(WHAT YOU NEED TO DO): Begin at the line containing "Would you be able to indicate the striped" in the data below and go on through the line containing "Would you be able to indicate the woman", repeating each line exactly; include both ends and no other line.

(ENTRIES SHOWN):
▬▬▬▬▬▬▬▬▬▬

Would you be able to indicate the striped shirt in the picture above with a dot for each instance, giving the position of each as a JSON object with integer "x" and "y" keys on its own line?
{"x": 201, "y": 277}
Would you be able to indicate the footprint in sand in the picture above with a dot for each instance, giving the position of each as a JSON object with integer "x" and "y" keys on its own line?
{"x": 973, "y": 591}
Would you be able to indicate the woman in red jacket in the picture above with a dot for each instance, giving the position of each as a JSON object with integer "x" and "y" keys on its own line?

▬▬▬▬▬▬▬▬▬▬

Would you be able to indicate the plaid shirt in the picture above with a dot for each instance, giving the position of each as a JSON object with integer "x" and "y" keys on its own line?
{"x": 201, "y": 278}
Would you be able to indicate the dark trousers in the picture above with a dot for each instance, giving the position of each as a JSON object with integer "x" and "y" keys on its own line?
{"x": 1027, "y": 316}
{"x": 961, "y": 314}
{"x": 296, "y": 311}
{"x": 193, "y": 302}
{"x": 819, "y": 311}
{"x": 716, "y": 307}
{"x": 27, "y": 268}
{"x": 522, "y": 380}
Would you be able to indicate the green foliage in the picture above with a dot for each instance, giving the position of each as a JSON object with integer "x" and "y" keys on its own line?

▬▬▬▬▬▬▬▬▬▬

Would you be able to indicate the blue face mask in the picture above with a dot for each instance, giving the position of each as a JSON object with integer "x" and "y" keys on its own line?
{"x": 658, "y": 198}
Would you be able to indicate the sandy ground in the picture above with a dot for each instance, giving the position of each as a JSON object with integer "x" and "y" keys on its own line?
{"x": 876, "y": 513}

▬▬▬▬▬▬▬▬▬▬

(ANSWER SECTION):
Would you be able to indicate the striped shirt in the picture above with a dot for each instance, giving the position of each as a JSON object with integer "x" and "y" keys on its own line?
{"x": 201, "y": 277}
Would you be able to indicate the footprint in sand in the picture above with a dot for each instance, giving the position of each as a JSON object with integer "x" and "y" keys on its own line?
{"x": 973, "y": 591}
Would you be able to indicate the woman in red jacket in the picture above with a dot for each instance, giving the position of each as a JSON object with integer "x" and "y" keys on its own line?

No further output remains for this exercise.